_GIVEN INSTRUCTION_
Extract every line of the data below that contains the string "blazer". Keep the lines in their original order.

BEGIN EXTRACTED RECORDS

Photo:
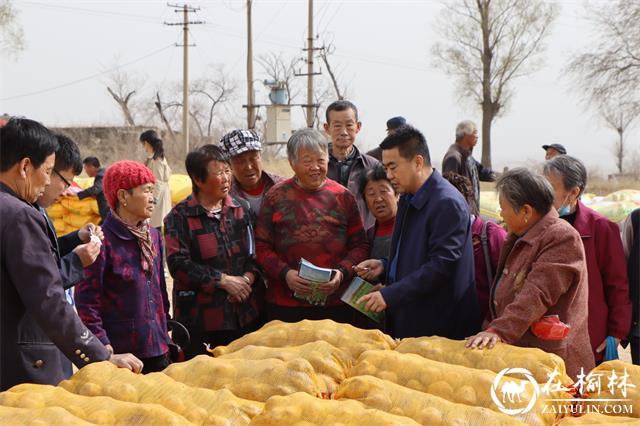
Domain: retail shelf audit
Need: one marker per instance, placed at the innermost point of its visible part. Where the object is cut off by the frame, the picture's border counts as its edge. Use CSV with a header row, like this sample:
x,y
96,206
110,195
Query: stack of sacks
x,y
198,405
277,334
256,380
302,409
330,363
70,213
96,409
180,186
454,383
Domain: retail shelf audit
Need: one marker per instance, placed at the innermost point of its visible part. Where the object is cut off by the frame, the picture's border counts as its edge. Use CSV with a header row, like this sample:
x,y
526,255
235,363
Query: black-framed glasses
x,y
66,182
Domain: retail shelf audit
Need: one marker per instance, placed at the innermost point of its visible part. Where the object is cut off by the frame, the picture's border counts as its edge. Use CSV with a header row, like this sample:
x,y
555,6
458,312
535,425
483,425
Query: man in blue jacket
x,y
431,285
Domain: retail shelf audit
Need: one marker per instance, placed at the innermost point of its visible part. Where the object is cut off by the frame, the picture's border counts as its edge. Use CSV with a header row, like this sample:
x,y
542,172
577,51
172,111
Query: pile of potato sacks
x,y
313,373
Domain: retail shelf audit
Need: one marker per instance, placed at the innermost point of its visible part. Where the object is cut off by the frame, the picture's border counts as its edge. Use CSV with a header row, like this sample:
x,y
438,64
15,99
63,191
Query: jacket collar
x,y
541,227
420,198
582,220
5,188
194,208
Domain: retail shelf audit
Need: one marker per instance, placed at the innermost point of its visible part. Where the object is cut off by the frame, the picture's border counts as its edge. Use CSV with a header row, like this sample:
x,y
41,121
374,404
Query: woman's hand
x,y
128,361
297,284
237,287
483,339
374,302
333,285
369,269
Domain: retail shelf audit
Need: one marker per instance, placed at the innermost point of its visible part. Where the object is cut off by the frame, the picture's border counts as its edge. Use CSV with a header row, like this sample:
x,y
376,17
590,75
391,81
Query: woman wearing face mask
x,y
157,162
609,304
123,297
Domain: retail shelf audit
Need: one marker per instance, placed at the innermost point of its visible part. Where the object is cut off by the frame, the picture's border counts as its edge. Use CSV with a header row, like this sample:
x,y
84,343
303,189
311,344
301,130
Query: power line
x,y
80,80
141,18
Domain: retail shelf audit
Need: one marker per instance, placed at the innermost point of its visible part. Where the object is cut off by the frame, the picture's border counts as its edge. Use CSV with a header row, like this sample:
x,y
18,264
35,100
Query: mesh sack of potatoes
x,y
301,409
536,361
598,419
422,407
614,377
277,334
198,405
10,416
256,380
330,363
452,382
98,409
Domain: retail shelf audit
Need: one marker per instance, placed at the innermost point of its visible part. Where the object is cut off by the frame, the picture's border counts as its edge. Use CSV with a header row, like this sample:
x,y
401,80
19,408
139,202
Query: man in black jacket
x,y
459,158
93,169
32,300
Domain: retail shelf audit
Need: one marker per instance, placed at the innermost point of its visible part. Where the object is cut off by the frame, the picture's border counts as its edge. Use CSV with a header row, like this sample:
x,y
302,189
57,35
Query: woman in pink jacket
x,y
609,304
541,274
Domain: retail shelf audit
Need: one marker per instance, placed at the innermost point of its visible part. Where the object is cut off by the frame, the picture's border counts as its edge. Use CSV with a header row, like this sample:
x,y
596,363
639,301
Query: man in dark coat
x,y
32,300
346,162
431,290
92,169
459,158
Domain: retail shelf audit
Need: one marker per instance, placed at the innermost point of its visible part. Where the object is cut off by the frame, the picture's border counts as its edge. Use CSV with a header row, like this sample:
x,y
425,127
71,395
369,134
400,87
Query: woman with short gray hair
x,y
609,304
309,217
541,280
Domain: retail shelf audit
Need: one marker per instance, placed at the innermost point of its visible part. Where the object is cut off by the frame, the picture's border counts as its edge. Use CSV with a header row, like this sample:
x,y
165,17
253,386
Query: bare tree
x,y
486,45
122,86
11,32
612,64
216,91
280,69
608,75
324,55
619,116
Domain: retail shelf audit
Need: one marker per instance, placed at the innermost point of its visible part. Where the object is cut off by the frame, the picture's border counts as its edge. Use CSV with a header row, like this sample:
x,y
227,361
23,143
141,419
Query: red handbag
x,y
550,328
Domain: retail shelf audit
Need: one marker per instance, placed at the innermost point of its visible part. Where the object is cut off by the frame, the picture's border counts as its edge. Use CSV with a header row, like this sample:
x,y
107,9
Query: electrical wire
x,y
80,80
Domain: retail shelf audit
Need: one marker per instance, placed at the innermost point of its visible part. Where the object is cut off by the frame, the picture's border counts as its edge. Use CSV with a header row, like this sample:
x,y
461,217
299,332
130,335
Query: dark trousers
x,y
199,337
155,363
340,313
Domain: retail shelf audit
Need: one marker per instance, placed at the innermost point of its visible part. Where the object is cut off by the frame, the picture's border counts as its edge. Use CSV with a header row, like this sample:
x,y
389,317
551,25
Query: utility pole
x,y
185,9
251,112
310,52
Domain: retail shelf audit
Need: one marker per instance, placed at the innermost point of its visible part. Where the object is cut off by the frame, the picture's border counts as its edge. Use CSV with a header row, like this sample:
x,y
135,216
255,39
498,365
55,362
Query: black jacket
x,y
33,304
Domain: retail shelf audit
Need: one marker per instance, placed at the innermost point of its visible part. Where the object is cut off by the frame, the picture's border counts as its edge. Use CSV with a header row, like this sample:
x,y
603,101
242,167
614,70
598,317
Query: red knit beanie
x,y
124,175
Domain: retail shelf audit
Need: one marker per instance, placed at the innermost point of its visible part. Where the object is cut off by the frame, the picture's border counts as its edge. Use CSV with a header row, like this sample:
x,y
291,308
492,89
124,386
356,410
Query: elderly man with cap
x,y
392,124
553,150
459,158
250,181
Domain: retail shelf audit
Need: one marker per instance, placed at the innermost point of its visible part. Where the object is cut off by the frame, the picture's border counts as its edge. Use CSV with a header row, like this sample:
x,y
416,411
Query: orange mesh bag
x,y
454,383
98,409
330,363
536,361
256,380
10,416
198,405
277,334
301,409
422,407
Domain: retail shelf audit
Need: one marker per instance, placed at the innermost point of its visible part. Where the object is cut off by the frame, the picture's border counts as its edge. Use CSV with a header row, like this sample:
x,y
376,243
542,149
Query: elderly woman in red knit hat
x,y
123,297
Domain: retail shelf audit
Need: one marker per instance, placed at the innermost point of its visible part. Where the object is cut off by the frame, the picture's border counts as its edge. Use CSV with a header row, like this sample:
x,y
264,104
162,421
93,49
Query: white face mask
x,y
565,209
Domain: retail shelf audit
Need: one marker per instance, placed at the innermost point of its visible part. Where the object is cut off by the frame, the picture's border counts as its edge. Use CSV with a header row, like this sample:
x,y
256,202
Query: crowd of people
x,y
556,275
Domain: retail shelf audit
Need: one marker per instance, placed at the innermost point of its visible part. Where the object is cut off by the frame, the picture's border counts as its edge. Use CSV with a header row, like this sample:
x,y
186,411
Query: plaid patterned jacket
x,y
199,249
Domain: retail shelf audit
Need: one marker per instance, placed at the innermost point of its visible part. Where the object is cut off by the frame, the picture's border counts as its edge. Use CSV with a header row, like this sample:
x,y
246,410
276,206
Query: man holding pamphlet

END EXTRACTED RECORDS
BEGIN EXTRACTED RECORDS

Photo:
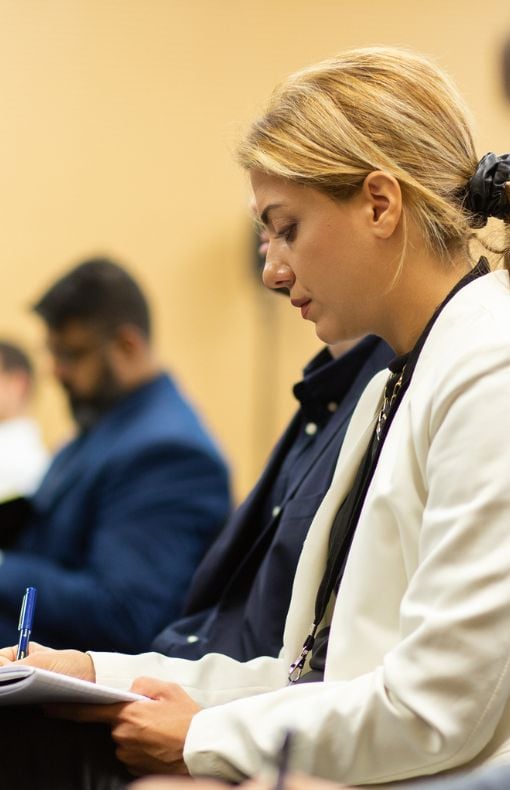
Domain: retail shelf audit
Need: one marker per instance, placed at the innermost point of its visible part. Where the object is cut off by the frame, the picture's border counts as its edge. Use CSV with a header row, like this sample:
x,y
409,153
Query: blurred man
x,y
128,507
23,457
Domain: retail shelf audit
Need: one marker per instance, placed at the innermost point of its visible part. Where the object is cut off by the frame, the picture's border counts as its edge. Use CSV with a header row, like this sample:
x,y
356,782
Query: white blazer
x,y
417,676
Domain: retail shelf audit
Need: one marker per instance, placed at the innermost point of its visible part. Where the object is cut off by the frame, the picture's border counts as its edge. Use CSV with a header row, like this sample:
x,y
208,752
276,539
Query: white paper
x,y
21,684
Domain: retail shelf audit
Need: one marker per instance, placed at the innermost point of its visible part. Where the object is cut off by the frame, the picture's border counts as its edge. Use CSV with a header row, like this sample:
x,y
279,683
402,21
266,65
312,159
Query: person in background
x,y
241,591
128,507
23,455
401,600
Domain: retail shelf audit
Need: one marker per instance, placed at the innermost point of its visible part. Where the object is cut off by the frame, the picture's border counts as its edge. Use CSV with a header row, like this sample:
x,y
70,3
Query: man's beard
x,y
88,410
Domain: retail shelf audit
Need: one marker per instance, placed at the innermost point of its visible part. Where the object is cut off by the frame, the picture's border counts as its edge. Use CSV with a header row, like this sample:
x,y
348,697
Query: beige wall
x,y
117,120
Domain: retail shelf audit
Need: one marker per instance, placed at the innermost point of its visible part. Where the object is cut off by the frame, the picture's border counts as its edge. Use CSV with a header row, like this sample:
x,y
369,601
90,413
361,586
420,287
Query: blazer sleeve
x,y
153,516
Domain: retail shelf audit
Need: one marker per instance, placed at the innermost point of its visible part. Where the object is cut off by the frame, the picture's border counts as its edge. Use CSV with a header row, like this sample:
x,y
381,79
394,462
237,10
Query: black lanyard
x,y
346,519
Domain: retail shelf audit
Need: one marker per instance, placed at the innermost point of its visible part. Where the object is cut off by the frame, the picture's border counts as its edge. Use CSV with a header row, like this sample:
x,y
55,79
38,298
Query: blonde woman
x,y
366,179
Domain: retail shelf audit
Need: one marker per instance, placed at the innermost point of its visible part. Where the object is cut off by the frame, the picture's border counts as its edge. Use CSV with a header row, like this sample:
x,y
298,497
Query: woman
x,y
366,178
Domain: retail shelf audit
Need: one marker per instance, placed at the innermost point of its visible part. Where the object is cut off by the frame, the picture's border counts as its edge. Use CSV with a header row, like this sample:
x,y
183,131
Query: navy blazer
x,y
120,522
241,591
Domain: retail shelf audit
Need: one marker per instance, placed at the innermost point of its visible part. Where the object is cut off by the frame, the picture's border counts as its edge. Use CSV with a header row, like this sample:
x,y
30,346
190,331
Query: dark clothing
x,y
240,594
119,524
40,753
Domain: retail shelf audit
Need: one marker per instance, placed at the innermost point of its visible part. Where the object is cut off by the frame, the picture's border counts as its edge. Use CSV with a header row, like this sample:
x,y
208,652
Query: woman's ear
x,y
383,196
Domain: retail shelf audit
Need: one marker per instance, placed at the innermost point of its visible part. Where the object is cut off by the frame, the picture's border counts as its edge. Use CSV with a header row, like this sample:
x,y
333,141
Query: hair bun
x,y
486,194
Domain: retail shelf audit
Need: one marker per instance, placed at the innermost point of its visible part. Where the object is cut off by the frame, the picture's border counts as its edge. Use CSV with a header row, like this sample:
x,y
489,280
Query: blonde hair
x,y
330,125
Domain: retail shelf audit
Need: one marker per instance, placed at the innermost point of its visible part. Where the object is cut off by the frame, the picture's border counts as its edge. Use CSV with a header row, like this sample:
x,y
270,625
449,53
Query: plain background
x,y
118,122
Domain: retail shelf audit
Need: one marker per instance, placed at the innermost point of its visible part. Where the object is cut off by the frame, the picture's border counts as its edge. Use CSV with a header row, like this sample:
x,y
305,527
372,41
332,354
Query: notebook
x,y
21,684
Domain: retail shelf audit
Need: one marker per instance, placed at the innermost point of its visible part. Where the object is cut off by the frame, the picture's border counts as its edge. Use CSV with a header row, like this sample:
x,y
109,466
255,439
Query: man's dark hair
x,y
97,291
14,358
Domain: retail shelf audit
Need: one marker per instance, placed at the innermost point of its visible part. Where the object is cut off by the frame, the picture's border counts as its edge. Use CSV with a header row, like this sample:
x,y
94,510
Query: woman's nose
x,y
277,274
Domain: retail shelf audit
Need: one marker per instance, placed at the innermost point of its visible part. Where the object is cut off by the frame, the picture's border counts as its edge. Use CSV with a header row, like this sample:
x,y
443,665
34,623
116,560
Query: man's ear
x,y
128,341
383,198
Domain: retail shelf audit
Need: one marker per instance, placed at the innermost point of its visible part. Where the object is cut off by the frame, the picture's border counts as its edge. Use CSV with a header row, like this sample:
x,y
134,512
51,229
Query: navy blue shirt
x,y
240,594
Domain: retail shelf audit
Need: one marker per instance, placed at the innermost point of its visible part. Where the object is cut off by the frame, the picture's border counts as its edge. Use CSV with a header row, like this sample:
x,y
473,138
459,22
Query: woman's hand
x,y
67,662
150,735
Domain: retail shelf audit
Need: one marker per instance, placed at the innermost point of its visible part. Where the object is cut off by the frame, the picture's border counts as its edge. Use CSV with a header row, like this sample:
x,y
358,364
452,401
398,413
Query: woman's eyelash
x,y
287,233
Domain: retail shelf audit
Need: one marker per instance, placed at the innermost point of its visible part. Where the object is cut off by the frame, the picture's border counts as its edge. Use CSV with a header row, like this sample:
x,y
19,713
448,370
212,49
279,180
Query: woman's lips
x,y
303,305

END EXTRACTED RECORDS
BEGIN EXTRACTED RECORDS

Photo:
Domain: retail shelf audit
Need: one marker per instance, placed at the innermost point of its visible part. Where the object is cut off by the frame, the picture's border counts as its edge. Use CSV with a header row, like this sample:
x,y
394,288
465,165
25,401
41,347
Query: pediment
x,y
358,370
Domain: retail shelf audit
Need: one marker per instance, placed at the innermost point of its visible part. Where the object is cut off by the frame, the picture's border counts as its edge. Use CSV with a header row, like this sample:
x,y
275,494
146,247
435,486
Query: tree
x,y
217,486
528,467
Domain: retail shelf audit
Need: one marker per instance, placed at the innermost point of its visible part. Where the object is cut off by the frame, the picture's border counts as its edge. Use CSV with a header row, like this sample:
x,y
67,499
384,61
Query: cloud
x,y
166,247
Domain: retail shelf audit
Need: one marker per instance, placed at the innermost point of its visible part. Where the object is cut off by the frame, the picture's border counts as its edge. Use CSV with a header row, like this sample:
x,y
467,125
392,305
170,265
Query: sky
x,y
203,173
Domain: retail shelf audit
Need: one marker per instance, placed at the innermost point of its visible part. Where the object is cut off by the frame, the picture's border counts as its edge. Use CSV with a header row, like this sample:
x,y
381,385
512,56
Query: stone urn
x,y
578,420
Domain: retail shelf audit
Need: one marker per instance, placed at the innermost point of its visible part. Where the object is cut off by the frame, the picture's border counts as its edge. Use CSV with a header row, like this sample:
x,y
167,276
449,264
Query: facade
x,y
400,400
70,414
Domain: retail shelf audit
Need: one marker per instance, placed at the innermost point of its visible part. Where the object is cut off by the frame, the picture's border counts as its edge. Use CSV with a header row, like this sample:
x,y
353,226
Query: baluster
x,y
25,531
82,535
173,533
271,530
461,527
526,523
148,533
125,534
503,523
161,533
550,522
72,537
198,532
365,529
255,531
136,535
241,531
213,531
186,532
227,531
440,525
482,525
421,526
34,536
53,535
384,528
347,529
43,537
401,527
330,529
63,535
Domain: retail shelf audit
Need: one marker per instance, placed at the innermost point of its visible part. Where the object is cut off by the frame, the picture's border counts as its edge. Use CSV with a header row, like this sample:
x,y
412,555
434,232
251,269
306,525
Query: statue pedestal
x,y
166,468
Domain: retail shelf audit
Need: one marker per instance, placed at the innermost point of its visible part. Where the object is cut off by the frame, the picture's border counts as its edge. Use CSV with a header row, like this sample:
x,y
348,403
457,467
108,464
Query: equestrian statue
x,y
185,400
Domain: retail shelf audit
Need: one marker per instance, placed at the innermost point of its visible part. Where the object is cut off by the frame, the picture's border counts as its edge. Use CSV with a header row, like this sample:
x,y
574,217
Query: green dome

END EXTRACTED RECORDS

_SOLUTION TO THE EXERCISE_
Query: white blazer
Query: blazer sleeve
Query: navy blazer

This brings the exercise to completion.